------ Document extract ------
Starting with your arrows, you're doing a great job of drawing these with a good deal of confidence, which emphasizes how each one moves fluidly through the world. One thing to keep remembering to focus on however is how the gaps between the zigzagging sections compress as we look farther back, due to perspective, as shown here.

This carries over nicely into the leaves, where you've done a good job of capturing not only how the leaves sit statically in space, but also how they move through the space they occupy. Your addition of edge detail, building upon the existing structure, is also coming along well

When it comes to texture, always remember the principles raised in Lesson 2 - texture is not just about putting down as many marks as you can, but rather about implying the presence of the textural forms themselves. The veins that run along our leaves' surfaces are themselves tubes - rather than drawing a complicated network of branching lines along the surface (which can sometimes get confused with just drawing simple contour lines which themselves are not detail/texture), focus on capturing the shadows such tube forms would cast. You can see an example of this in the leaves exercise instructions.

Continuing onto your branches, here it does appear that while you're doing a good job of keeping the width of your branches fairly consistent throughout their lengths (which helps us achieve a greater illusion of solidity), you're not actually following the instructions in regards to how the different edge segments are meant to interact. As explained here from the lesson, each segment is meant to start at an ellipse, continue past the next ellipse, and stop halfway to the third. So the next segment would also start at the second ellipse, go past the third, and stop halfway to the fourth. You are currently starting the next segment around where the previous one ends, allowing for a limited overlap rather than the longer overlap that allows for a smoother, more seamless transition from one segment to the next.

Moving onto your plant constructions your work here is in many ways well done, except when it comes to the detail phase of your drawings. Here it's very clear that when you get into detail, your focus shifts to the idea of decorating your drawings, to make them prettier and more impressive. Decoration, however, is not a very useful goal to pursue - it's vague and undefined, with there being no clear point at which one has added "enough decoration".
------ Records provided ------
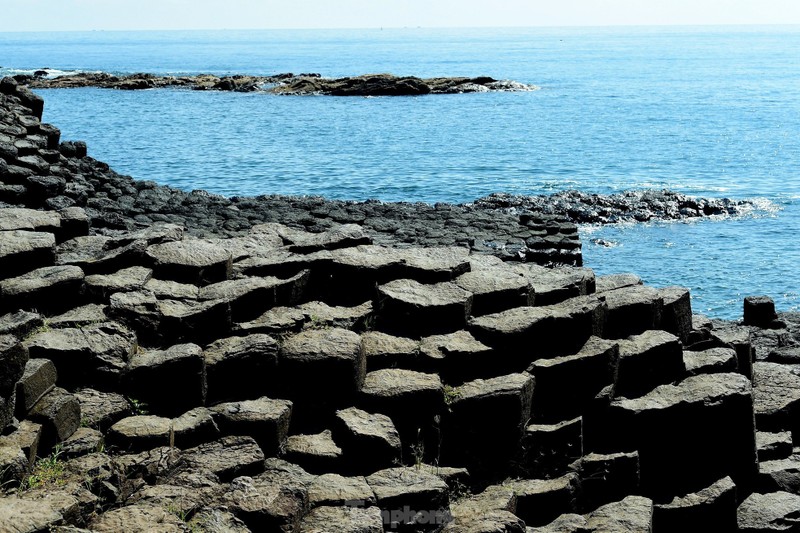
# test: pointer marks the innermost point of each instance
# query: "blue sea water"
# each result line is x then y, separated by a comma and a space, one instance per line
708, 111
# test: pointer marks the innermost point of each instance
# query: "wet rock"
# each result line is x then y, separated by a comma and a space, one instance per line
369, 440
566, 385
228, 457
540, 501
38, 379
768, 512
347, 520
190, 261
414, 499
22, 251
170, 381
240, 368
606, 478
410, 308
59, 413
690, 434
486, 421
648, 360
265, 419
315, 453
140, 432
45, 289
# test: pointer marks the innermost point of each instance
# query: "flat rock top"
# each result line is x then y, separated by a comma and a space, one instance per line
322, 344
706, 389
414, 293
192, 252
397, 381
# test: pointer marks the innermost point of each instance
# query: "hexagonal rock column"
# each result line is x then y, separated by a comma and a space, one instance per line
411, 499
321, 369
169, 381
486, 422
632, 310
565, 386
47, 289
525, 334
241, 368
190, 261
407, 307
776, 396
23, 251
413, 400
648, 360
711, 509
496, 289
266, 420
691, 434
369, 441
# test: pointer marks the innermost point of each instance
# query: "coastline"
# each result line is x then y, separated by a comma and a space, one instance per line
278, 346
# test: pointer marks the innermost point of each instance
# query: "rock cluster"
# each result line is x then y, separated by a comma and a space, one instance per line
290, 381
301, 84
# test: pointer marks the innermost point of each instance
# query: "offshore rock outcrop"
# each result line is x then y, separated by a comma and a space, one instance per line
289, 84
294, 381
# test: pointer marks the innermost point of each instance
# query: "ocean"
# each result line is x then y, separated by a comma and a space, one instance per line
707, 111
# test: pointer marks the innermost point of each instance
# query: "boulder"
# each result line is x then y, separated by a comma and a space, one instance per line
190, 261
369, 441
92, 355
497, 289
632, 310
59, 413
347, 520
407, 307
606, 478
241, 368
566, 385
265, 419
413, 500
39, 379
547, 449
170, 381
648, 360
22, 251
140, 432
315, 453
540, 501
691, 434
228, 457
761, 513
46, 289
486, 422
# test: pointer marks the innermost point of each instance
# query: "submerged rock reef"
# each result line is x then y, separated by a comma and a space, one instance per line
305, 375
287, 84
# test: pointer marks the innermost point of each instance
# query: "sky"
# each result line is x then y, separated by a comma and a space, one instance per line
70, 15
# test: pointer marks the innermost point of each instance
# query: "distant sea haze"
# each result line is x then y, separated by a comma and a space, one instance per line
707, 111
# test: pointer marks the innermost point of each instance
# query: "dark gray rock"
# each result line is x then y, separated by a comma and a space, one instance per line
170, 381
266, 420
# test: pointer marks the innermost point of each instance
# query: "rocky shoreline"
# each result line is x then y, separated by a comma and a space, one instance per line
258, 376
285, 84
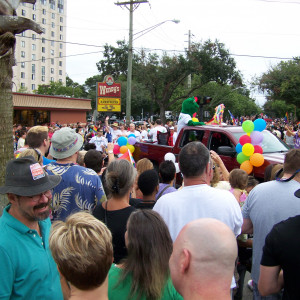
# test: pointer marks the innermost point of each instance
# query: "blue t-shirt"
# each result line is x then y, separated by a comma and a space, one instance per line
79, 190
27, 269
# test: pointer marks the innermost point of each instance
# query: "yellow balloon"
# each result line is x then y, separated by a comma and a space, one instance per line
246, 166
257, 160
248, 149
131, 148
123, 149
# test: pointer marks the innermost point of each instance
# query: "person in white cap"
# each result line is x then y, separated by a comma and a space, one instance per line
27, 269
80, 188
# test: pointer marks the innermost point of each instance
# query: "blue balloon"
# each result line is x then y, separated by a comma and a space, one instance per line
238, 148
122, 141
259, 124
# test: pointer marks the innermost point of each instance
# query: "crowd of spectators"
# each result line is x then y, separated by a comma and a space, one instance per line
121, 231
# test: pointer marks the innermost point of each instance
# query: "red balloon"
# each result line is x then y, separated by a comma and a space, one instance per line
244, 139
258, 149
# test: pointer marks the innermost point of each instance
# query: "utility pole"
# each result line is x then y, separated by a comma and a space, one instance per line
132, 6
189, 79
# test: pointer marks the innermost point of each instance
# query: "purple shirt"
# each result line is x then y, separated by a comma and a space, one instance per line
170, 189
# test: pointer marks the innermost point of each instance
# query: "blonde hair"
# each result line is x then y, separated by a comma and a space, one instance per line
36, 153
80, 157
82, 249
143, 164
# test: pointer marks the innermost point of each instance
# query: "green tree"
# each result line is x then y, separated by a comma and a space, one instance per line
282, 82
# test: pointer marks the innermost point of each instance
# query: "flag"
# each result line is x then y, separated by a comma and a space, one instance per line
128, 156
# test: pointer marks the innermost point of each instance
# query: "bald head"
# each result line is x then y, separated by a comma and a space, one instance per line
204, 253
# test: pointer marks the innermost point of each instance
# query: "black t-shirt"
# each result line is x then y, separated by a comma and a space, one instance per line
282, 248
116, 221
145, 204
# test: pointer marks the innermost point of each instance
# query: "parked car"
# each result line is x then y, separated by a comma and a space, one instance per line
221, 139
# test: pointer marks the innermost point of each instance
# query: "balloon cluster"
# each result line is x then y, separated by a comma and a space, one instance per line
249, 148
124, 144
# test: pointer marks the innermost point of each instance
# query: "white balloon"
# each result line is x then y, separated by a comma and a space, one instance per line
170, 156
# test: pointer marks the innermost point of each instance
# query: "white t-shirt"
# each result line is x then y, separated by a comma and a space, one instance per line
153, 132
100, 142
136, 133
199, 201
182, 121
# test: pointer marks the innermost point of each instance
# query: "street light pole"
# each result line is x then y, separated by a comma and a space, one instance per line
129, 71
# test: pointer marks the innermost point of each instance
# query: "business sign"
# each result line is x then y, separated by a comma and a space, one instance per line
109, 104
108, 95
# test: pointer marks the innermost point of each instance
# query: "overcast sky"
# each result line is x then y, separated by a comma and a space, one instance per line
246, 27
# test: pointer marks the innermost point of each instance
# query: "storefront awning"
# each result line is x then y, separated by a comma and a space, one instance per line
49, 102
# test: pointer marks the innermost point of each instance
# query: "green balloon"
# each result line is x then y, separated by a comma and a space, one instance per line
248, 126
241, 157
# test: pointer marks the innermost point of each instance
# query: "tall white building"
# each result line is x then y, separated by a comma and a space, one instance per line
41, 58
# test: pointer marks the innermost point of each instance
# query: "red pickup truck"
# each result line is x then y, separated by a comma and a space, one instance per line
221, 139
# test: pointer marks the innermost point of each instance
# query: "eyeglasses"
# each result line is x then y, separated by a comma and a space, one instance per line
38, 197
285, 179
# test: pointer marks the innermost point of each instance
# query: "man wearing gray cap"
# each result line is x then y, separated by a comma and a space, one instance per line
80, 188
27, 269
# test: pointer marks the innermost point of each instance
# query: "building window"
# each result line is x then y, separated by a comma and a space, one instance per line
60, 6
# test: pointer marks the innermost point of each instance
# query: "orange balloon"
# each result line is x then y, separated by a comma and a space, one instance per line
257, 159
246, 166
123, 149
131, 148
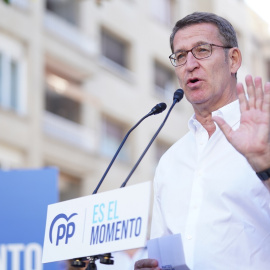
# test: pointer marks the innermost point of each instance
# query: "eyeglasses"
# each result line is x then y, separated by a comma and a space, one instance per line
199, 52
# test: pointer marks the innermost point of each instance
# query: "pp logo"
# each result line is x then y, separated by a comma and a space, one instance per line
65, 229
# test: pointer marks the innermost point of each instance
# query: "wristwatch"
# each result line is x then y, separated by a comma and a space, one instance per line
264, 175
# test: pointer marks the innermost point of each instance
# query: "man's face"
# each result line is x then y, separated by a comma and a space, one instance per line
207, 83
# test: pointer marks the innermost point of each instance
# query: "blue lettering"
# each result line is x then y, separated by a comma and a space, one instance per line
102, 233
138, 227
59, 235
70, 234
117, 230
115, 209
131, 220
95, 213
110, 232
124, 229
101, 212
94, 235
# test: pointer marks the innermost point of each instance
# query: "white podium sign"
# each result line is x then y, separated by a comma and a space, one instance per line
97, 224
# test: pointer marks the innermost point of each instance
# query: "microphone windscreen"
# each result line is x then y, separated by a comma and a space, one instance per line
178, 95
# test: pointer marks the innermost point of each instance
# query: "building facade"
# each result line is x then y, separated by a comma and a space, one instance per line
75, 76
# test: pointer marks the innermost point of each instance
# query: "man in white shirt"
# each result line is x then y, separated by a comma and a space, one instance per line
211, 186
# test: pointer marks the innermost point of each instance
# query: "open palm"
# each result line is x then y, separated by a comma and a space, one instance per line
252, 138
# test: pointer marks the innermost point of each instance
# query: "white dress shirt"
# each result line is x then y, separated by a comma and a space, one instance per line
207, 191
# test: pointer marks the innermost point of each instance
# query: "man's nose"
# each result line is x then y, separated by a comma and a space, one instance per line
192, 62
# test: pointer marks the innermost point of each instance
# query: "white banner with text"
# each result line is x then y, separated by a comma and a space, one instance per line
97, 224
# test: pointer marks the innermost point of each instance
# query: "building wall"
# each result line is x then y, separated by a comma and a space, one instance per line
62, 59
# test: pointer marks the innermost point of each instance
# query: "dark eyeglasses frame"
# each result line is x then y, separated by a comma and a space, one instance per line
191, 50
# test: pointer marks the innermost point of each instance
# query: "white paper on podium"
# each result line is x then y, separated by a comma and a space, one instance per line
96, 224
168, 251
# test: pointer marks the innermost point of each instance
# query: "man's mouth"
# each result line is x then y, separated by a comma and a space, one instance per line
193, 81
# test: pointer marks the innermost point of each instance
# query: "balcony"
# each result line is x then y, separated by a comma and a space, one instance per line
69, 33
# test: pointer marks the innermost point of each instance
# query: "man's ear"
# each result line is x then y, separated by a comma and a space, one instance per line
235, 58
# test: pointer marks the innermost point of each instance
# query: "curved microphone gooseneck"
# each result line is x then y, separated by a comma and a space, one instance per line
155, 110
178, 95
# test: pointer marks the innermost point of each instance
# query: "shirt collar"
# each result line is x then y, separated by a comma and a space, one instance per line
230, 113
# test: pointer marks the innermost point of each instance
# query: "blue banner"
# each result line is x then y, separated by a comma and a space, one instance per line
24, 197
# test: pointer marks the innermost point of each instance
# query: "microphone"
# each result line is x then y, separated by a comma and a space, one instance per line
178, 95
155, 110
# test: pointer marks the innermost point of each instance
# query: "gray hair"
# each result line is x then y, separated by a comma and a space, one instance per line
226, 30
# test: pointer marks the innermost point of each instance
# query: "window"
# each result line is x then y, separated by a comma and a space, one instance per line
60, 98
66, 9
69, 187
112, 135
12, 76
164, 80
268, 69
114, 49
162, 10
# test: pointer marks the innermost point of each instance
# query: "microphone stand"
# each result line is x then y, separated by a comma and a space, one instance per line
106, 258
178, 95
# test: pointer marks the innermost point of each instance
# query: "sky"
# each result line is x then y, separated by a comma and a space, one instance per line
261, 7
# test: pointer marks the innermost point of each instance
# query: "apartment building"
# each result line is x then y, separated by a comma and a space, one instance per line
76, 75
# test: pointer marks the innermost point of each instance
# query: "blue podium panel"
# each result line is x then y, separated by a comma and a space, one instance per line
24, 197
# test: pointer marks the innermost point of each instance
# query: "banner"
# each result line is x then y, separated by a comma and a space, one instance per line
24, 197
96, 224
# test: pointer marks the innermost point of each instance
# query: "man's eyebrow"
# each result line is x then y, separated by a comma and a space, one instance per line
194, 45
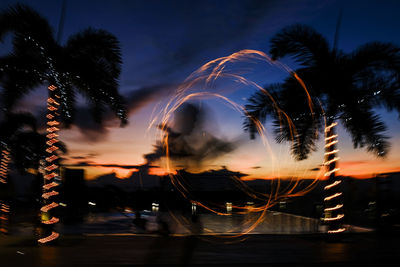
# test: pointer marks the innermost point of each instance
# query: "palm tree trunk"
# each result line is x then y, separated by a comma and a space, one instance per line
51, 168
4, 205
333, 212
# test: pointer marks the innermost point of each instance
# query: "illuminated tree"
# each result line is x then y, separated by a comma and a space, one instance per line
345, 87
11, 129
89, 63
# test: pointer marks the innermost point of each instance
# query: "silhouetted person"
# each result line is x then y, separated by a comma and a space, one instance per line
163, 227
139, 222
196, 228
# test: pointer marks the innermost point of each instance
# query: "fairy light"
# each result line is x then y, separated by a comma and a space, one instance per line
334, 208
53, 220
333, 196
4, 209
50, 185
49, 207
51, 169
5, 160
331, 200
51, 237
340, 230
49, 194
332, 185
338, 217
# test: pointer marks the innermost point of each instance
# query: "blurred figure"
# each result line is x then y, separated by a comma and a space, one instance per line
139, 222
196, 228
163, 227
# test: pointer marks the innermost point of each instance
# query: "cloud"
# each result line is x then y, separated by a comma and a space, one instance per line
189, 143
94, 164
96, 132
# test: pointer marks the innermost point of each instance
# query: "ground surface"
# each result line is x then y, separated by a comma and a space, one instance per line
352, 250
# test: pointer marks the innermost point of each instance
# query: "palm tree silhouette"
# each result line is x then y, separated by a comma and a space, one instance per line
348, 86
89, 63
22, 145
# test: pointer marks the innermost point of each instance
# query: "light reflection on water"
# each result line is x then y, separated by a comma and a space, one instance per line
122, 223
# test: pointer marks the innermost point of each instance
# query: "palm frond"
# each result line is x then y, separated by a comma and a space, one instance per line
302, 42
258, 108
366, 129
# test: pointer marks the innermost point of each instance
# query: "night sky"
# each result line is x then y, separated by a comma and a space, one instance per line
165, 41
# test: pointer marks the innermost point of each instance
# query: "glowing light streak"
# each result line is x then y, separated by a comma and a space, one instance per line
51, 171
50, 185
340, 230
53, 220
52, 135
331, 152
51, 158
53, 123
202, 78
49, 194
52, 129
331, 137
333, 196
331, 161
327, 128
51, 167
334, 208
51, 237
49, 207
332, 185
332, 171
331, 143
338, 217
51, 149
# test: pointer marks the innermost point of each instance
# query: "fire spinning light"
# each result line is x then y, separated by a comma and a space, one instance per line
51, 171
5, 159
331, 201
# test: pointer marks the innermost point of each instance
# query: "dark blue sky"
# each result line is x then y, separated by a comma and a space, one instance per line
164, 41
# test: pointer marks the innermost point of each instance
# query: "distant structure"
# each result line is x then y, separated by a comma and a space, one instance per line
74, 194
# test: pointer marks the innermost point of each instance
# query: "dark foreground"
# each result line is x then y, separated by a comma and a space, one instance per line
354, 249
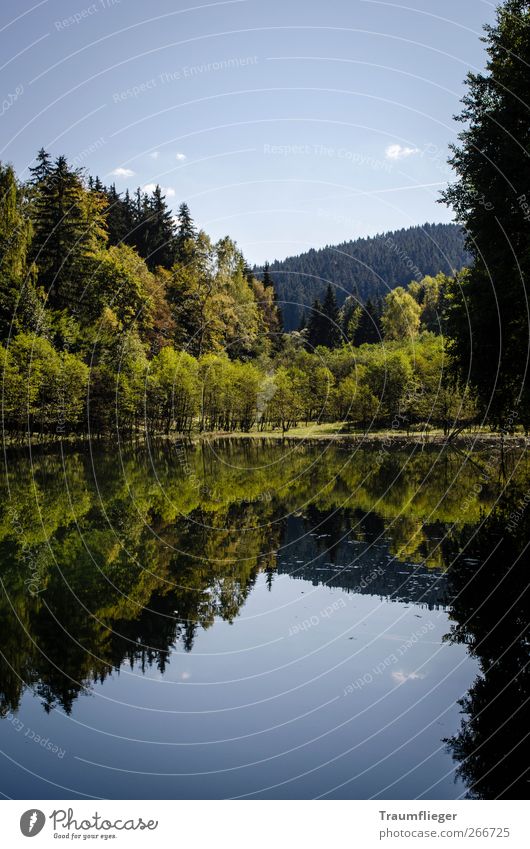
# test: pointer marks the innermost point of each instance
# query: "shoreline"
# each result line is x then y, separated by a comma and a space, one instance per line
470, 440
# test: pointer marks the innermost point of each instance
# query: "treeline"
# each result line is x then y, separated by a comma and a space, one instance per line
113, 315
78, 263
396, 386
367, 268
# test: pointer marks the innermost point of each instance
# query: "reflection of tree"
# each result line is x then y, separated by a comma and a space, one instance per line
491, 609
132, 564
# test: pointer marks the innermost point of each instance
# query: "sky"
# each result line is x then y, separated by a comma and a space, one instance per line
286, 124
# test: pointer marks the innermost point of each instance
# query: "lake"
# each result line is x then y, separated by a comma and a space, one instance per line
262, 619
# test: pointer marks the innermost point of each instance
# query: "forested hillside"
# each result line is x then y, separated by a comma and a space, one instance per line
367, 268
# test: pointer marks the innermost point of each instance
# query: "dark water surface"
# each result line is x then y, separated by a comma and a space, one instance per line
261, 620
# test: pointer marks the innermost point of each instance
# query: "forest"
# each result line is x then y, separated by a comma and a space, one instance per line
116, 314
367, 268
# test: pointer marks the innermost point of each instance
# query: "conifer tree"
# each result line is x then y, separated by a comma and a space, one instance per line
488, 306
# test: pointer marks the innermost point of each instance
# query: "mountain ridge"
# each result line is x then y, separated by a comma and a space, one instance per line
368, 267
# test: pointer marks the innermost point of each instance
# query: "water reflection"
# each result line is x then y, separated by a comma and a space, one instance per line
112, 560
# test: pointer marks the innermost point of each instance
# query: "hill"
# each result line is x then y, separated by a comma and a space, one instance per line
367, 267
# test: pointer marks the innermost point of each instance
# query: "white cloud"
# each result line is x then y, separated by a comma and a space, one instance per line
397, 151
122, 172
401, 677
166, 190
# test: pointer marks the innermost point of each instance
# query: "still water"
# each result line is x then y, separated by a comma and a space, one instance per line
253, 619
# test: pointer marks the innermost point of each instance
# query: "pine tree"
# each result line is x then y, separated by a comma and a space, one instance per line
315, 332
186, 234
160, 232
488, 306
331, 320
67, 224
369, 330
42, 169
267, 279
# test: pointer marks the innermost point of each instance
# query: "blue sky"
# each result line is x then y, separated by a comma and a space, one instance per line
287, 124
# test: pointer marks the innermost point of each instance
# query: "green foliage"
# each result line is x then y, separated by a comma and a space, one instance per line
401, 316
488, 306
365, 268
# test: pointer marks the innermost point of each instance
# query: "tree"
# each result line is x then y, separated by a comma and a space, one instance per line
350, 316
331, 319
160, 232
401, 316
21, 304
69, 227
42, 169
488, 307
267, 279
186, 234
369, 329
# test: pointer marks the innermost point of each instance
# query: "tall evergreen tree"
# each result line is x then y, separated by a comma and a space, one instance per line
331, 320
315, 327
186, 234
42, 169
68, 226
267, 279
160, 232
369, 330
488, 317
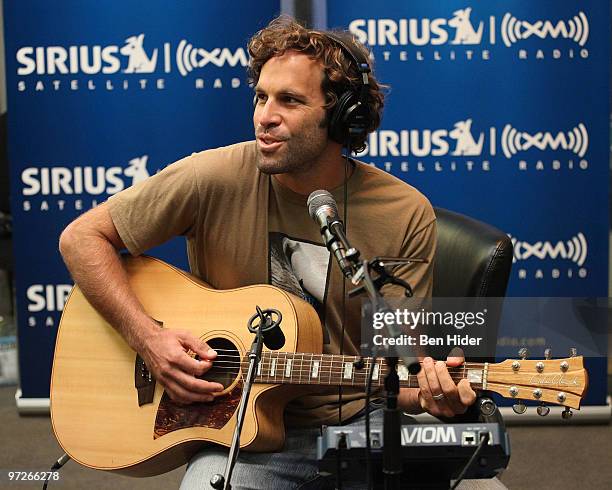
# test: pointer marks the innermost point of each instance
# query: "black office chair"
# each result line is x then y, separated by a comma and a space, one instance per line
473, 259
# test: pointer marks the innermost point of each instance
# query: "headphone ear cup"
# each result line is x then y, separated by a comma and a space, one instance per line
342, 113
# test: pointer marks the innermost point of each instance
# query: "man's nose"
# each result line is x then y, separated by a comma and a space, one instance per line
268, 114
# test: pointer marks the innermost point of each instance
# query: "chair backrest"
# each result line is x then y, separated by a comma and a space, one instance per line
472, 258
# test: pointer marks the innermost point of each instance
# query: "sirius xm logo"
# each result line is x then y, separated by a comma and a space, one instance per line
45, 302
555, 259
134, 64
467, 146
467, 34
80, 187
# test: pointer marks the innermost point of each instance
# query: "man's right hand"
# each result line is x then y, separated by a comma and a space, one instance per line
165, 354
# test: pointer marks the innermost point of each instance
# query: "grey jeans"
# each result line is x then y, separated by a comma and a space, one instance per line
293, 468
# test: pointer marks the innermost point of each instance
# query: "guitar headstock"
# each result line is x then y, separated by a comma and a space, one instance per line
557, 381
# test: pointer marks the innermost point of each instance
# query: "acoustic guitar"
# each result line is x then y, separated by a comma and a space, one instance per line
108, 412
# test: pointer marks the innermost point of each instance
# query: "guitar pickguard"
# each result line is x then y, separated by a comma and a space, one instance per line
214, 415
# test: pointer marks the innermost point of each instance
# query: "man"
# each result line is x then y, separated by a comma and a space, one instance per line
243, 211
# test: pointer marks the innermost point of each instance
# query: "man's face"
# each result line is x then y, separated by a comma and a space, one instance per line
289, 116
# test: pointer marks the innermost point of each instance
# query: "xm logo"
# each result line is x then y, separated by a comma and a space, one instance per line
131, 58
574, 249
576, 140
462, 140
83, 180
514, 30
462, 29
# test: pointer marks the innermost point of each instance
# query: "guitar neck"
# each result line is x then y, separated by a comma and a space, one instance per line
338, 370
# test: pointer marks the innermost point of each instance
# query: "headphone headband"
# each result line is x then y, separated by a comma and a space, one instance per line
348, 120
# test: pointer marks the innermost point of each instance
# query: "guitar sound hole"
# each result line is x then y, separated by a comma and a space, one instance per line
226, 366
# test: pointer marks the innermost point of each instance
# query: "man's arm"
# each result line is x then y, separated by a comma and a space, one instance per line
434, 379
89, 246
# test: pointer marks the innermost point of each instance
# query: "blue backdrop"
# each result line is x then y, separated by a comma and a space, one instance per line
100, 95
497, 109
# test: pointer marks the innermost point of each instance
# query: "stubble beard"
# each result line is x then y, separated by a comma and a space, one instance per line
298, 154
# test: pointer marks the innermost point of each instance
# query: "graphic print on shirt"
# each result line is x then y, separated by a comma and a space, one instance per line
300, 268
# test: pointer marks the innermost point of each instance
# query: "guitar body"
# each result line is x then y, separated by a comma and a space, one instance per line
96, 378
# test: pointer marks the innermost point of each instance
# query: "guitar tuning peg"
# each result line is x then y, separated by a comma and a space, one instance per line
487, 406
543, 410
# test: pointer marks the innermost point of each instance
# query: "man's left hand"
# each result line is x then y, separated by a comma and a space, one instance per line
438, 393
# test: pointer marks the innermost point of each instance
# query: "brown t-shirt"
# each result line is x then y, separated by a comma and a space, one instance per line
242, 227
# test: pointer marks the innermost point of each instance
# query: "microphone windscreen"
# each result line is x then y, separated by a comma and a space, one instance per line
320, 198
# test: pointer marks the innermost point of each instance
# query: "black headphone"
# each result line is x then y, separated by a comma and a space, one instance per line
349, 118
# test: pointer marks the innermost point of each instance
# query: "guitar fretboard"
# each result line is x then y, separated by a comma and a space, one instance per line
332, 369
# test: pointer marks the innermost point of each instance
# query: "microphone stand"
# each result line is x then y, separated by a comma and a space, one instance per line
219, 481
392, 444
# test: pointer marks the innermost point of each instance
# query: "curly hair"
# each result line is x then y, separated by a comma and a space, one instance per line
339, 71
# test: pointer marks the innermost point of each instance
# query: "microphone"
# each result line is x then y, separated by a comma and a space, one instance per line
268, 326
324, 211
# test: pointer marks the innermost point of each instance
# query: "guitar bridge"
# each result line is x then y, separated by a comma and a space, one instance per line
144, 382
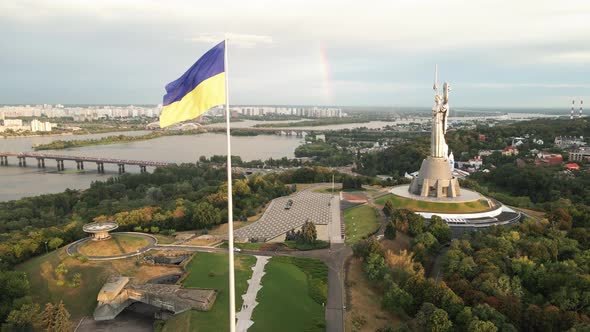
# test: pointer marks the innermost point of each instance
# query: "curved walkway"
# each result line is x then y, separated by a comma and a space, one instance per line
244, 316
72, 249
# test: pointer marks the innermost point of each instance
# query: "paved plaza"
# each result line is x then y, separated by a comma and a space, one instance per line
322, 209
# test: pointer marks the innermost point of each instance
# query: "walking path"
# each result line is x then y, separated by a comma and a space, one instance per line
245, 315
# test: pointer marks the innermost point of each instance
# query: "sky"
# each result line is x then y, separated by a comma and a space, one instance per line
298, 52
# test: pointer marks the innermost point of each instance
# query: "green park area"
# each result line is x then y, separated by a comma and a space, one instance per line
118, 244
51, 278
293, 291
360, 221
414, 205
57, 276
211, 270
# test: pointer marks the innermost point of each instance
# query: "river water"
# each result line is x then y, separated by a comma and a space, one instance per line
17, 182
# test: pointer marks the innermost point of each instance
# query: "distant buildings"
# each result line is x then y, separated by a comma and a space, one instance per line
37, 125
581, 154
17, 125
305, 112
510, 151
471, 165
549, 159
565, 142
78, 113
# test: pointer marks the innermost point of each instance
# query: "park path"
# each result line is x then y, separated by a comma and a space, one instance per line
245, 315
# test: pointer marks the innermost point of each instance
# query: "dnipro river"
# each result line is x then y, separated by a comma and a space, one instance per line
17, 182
------
** Directive **
Retype the part of the drawing critique above between "When it comes to texture, always" and "leaves exercise instructions.", inclusive, without altering any of its wording.

** Solution to this problem **
When it comes to texture, always remember the principles raised in Lesson 2 - texture is not just about putting down as many marks as you can, but rather about implying the presence of the textural forms themselves. The veins that run along our leaves' surfaces are themselves tubes - rather than drawing a complicated network of branching lines along the surface (which can sometimes get confused with just drawing simple contour lines which themselves are not detail/texture), focus on capturing the shadows such tube forms would cast. You can see an example of this in the leaves exercise instructions.